Task
When a line of the material has the word "instance" in it, copy that line.

The data
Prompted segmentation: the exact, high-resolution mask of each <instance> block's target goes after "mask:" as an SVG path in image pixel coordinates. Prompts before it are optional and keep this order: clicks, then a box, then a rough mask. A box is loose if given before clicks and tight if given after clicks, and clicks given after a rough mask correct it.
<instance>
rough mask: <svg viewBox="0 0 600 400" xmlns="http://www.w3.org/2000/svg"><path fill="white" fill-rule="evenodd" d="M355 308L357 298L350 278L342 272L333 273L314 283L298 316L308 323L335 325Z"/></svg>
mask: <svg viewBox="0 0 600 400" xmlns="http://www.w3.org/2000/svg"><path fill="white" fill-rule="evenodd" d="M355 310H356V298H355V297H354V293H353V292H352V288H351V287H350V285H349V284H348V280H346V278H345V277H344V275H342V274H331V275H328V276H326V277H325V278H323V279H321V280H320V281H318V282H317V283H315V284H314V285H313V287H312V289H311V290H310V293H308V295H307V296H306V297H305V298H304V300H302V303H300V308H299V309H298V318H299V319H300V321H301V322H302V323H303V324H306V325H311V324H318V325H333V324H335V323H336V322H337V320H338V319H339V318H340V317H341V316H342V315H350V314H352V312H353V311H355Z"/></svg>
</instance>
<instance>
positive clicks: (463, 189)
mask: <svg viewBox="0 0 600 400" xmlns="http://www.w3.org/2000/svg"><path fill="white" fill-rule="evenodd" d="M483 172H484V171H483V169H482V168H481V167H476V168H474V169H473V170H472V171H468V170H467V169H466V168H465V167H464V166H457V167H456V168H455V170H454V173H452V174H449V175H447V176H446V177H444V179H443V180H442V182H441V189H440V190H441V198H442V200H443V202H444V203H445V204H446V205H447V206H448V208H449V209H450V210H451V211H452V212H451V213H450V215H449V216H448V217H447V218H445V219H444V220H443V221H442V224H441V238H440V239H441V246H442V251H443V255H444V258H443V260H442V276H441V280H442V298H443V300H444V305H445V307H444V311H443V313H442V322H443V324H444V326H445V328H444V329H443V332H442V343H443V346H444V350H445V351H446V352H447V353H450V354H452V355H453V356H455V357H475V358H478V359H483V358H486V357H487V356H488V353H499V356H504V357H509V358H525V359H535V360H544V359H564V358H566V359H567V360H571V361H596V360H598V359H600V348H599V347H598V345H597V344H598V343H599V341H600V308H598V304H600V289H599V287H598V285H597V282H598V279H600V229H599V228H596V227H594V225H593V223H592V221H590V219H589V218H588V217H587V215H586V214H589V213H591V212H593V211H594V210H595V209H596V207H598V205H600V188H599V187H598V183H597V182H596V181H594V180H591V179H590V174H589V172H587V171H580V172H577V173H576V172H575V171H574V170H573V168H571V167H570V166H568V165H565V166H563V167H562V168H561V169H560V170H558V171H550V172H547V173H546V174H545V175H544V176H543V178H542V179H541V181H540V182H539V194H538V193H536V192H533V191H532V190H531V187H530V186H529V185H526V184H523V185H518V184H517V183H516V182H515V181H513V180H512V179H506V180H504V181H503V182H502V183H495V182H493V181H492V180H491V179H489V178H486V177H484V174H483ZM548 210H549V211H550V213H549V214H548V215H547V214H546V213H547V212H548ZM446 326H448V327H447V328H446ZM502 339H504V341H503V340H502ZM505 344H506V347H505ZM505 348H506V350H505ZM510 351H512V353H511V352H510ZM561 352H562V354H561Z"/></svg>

Exercise answer
Prompted segmentation: the exact, high-resolution mask of each <instance> block's target goes after "mask:" as an SVG path in image pixel coordinates. Prompts before it are optional and keep this order: clicks, then a box, then a rough mask. A box is loose if given before clicks and tight if given after clicks, and clicks given after a rough mask correct it.
<instance>
</instance>
<instance>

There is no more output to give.